## INSTRUCTION
Report each line of the material below that contains the word "water", copying every such line in full.

─── MATERIAL PROVIDED ───

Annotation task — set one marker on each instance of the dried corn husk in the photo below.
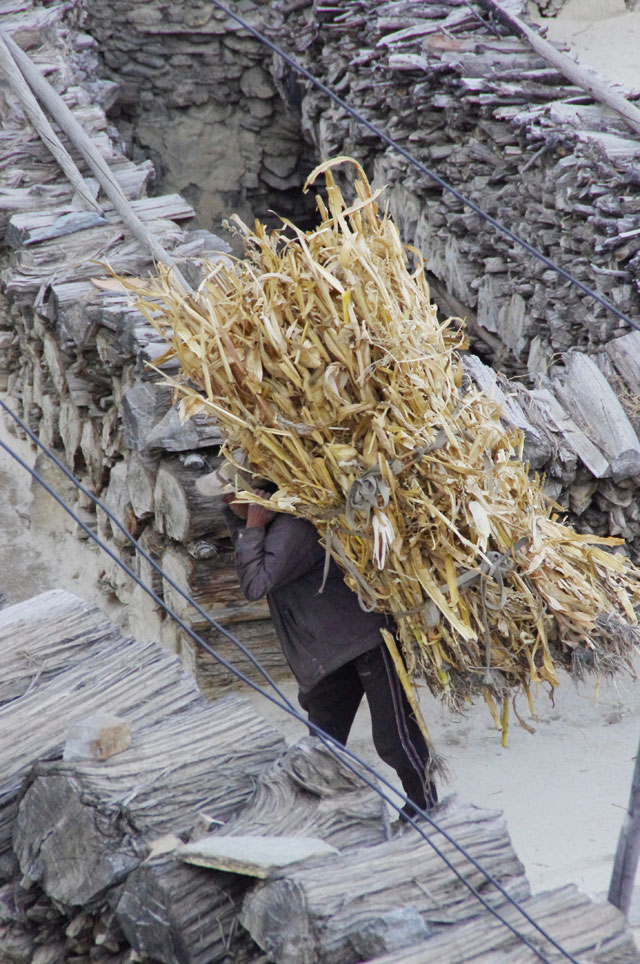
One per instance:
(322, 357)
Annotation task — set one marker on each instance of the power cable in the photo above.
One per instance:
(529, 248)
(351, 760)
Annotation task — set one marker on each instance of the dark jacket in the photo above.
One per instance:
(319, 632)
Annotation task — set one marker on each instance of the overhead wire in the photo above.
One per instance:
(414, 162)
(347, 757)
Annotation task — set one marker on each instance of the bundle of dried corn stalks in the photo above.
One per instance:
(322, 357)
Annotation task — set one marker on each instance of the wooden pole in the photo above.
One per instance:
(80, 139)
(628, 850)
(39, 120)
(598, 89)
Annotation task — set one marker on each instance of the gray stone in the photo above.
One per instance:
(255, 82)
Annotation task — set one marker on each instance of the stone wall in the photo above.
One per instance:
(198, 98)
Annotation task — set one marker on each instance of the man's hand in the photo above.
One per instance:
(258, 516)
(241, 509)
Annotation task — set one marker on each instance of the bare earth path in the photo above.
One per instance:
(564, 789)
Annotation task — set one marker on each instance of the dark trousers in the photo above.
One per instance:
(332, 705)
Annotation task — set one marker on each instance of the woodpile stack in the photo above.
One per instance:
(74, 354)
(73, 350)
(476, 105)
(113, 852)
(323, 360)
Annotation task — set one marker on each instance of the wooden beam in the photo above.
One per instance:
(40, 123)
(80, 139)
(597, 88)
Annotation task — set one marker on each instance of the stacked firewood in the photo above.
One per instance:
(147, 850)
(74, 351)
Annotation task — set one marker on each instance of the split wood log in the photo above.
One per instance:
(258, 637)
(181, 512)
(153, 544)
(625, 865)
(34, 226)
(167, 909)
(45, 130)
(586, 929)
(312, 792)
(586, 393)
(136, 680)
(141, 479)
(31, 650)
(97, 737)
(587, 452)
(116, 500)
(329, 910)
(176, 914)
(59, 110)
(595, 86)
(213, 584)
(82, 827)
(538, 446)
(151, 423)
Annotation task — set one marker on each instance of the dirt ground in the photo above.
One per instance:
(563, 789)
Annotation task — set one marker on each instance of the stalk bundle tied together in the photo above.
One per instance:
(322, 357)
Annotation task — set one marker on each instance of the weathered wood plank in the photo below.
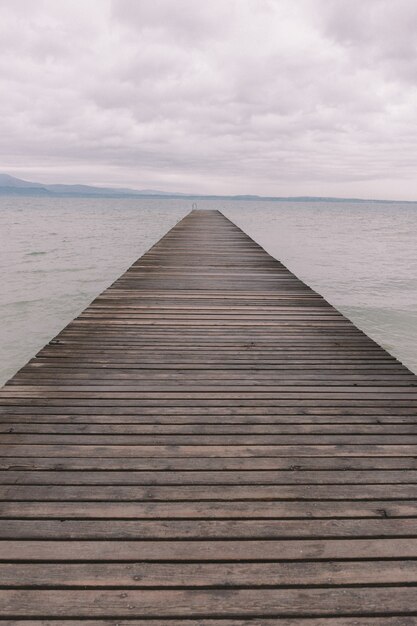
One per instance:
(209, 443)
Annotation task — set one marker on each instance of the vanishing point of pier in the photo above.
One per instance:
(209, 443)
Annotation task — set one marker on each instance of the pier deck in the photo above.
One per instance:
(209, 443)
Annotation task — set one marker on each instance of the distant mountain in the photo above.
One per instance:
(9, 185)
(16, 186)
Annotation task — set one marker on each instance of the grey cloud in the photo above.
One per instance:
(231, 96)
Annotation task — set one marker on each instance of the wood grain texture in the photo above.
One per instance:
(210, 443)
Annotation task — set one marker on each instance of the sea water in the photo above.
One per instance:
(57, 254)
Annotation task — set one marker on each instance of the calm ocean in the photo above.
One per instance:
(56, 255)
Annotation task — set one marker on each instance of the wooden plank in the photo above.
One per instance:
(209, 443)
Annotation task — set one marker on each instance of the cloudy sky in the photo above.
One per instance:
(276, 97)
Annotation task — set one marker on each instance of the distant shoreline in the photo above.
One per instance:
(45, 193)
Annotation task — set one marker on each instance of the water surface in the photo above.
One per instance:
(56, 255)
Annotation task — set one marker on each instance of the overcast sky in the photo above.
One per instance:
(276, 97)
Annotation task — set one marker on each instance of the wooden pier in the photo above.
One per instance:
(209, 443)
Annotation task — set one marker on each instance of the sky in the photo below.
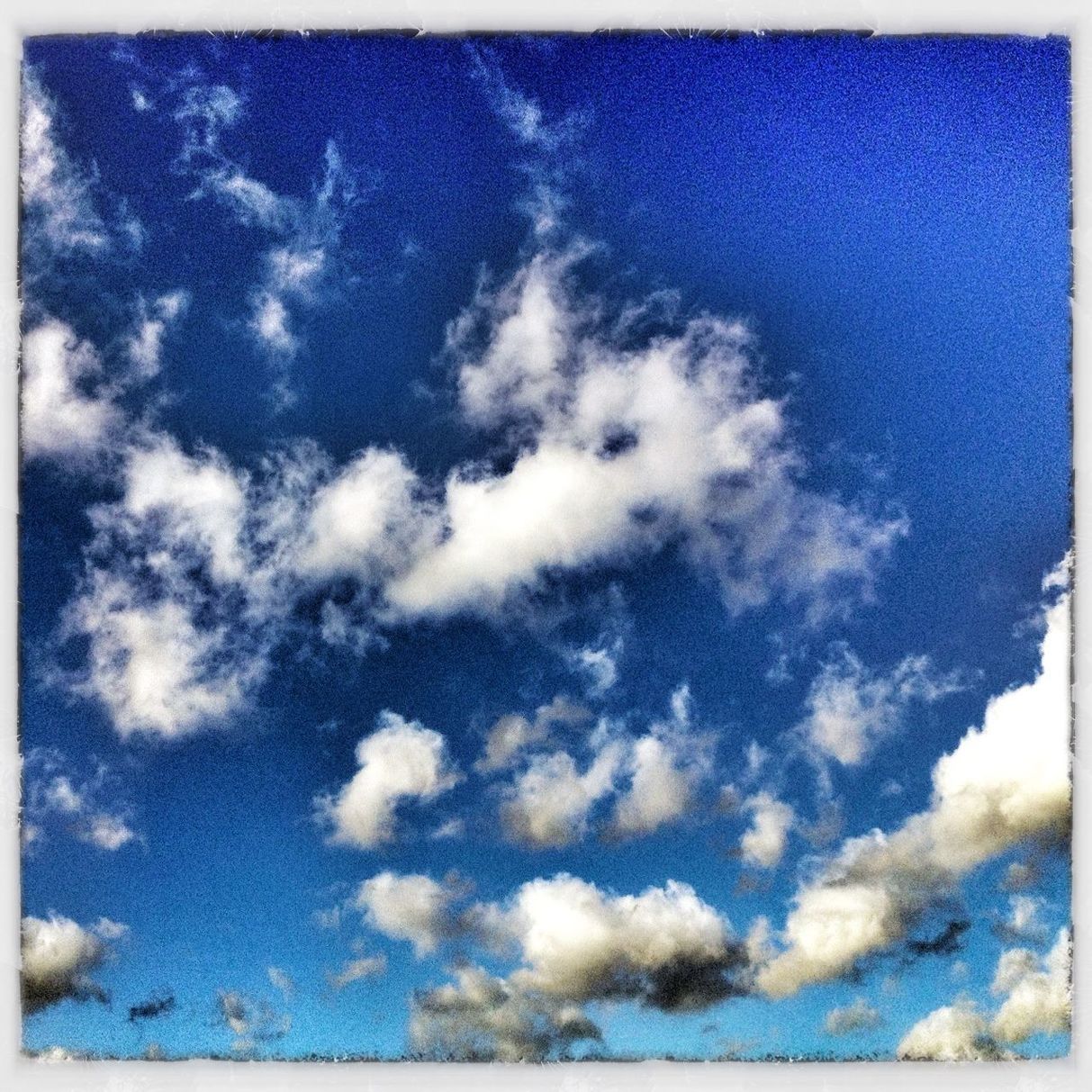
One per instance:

───
─── MATERIAL PROVIDED ───

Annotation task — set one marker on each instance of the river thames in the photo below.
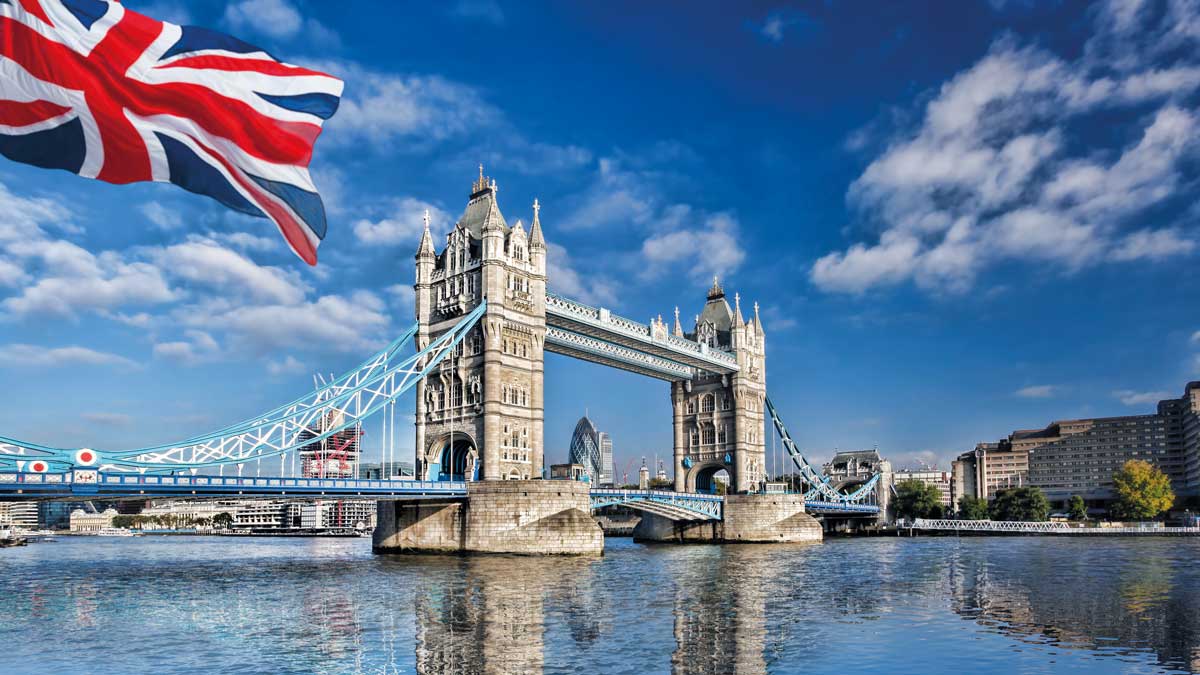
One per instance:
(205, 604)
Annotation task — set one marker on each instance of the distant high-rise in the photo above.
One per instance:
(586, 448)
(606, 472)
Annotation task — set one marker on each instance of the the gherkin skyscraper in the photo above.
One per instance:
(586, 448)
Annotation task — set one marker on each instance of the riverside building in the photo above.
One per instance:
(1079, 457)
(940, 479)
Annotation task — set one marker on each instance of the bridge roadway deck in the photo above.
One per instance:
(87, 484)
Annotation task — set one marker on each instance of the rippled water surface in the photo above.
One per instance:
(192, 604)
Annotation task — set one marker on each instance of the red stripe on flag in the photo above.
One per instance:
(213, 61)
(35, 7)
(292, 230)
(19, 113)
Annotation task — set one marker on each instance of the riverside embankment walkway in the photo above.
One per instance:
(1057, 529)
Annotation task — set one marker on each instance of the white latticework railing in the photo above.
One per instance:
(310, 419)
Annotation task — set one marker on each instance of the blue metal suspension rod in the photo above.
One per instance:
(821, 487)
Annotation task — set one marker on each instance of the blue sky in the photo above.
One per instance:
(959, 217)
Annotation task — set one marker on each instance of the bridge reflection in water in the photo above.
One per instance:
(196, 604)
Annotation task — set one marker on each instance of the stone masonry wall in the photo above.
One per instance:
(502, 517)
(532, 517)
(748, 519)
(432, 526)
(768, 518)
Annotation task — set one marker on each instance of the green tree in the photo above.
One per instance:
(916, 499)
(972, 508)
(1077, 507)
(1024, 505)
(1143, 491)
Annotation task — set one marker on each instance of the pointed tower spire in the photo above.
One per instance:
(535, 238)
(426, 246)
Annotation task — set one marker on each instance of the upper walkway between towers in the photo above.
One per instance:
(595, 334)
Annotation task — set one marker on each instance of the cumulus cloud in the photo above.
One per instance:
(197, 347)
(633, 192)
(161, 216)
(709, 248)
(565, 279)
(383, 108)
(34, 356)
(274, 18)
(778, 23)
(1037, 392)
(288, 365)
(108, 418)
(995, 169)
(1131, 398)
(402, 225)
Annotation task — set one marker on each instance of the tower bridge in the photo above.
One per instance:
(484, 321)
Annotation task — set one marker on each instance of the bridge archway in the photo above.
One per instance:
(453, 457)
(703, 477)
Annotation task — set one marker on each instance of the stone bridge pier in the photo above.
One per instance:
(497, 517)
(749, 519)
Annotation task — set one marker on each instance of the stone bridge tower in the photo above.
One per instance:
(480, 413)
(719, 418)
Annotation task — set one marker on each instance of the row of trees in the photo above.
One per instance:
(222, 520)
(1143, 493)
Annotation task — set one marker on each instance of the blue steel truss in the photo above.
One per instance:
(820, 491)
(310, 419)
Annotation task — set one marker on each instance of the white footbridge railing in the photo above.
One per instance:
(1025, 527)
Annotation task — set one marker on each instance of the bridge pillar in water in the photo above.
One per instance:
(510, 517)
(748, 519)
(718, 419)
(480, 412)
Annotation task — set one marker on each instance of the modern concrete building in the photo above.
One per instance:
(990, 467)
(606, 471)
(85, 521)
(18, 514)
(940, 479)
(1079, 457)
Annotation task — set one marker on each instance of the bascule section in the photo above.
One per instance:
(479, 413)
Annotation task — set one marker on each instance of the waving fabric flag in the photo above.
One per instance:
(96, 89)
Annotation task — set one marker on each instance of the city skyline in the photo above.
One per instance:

───
─── MATERIAL PROVIDED ───

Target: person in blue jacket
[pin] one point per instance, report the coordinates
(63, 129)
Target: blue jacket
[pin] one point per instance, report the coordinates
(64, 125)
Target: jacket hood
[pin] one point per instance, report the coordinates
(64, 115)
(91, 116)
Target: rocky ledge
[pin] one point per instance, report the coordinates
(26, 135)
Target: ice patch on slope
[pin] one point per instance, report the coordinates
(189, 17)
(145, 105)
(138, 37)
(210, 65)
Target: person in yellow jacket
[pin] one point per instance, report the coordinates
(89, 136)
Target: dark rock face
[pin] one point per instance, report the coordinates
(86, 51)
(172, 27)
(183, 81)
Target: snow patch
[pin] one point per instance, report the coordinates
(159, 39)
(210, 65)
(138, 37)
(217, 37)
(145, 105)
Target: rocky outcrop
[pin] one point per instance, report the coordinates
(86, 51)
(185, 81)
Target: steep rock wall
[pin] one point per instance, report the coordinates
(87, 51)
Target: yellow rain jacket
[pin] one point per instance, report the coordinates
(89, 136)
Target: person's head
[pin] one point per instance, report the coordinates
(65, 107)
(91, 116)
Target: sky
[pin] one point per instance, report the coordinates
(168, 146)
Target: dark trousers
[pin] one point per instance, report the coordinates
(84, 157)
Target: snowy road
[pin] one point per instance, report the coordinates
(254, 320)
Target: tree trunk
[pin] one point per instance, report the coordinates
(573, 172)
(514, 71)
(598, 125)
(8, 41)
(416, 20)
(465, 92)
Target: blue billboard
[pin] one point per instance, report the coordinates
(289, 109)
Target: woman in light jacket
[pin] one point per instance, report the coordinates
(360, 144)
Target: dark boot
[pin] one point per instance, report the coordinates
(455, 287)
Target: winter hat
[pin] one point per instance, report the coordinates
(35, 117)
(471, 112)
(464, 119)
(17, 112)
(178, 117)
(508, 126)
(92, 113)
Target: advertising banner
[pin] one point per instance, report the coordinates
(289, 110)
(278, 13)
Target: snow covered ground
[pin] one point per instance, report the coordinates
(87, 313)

───

## SOLUTION TO THIS TASK
Annotation task — set one marker on each instance of the sea water in the photo above.
Annotation task — set one marker on each instance of the water surface in the photo above.
Annotation task — set one marker on each instance of the rippled water surface in the photo above.
Annotation task — set one marker on each instance of the bridge reflection in water in the photo above.
Annotation task — set one marker on each instance of the bridge pillar in water in the photo above.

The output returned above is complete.